WRITTEN REQUEST =>
Output the rows below word for word, starting at the line that contains "the green marsh" and stopping after the line that contains "pixel 589 891".

══════════

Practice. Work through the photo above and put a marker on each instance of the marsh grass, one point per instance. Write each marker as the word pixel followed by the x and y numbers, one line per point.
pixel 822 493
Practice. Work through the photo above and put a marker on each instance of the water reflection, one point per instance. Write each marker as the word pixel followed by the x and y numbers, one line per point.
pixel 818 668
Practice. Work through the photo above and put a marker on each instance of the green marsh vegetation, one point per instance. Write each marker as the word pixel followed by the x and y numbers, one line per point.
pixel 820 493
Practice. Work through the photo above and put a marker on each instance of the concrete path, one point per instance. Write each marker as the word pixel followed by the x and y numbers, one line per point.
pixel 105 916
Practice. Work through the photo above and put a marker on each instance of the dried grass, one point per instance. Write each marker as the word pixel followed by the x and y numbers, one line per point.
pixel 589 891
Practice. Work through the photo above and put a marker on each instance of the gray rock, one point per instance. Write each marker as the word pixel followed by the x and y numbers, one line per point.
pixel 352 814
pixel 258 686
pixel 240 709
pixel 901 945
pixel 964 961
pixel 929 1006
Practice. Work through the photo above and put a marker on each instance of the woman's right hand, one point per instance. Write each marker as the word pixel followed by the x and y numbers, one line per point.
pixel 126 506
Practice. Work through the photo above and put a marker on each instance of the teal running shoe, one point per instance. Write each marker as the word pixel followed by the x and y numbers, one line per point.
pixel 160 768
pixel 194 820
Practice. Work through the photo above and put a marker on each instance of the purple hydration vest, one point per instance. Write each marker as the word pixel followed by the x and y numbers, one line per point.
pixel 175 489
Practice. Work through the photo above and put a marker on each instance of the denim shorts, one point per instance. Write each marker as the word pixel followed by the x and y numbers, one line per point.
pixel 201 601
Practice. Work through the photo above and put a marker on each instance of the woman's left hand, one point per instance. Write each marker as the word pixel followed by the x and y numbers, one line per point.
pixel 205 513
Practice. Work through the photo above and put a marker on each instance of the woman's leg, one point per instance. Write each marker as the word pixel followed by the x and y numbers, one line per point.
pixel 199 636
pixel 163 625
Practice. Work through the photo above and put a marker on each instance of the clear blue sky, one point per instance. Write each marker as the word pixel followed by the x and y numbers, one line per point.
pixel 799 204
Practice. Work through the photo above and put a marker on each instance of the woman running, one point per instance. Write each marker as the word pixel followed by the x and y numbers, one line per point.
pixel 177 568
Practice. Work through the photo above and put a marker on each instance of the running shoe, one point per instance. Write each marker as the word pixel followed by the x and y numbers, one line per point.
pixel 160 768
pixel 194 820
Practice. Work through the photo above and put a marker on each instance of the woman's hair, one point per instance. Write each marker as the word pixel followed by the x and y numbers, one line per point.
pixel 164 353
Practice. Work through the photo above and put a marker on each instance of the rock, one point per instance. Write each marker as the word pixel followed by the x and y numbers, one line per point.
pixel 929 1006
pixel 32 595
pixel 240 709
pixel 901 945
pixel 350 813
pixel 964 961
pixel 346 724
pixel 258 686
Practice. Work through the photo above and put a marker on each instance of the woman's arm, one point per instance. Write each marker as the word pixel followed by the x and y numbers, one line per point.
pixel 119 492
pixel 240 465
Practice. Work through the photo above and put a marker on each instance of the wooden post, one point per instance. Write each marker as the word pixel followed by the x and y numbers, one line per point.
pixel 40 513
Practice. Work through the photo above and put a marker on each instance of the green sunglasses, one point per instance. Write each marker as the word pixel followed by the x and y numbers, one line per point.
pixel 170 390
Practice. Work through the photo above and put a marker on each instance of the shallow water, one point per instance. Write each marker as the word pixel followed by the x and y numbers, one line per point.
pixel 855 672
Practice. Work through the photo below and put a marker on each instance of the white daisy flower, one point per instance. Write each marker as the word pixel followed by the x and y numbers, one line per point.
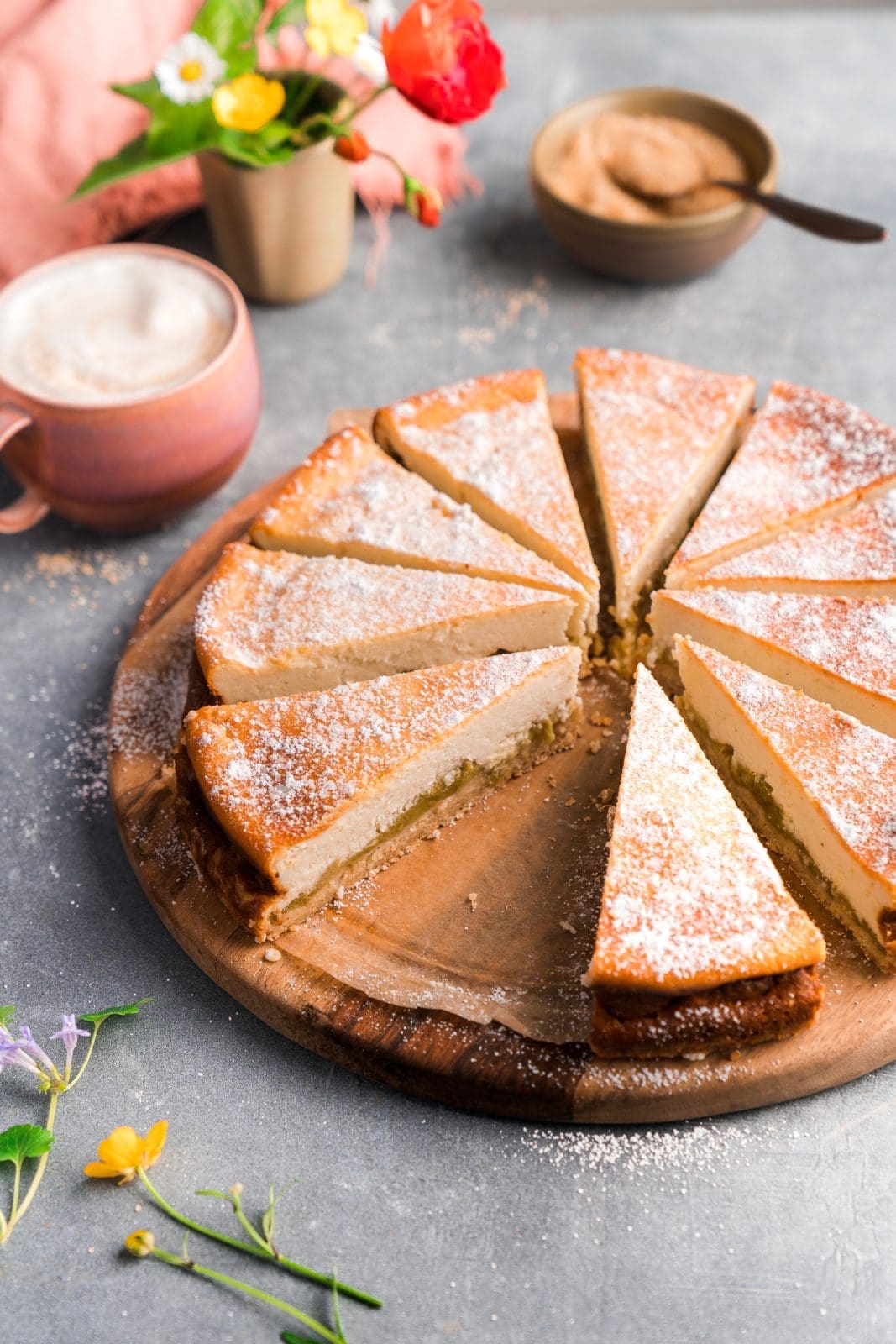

══════════

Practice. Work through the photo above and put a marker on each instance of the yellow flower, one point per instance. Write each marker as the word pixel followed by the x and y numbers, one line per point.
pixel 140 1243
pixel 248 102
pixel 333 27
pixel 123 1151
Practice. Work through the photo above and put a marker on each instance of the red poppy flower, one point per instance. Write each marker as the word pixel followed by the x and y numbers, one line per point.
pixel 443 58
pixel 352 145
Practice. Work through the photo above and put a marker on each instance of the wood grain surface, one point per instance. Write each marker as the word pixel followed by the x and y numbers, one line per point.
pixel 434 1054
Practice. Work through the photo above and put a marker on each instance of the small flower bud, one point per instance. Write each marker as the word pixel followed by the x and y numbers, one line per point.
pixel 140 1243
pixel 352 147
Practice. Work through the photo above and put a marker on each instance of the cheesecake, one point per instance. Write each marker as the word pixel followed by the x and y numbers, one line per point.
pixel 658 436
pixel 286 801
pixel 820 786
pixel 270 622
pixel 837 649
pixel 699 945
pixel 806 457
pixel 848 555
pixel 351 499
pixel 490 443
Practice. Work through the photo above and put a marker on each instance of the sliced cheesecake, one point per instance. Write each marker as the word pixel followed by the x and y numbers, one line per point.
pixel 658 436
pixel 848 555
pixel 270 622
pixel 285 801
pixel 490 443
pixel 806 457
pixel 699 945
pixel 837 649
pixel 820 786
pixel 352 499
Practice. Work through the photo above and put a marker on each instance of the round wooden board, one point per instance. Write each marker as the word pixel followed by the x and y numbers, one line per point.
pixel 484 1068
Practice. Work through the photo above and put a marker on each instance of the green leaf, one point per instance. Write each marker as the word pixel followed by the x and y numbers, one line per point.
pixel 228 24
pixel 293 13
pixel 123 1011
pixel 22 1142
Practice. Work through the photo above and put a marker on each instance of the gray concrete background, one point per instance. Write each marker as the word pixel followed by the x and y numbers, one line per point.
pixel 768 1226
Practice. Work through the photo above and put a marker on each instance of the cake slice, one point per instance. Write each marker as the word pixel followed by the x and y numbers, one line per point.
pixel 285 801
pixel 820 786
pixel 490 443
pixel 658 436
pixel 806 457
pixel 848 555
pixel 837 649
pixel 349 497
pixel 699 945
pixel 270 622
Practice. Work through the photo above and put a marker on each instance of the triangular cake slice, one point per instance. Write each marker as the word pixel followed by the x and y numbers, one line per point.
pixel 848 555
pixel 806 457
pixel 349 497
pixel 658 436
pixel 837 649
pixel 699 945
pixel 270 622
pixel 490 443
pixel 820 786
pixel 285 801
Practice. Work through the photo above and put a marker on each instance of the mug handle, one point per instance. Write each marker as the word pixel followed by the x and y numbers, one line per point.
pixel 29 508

══════════

TASK ANSWER =>
Practice. Work through the photo above and put a marker on each instance of the green marsh vegetation, one point per instance. Write each marker as the word pixel followed by the x and y numbers, one line per point.
pixel 820 493
Practice. Work through the photo above and put a marker on each instance of the concrete path, one point per instance. Write each marker as the word pixel followed by the x and y numbers, one line per point.
pixel 105 916
Practice. Work through the photo above and put a marker on each instance of the dried grass, one point per instance. Write each marker as the word pixel followed by the x and y numbers, one line per point.
pixel 589 891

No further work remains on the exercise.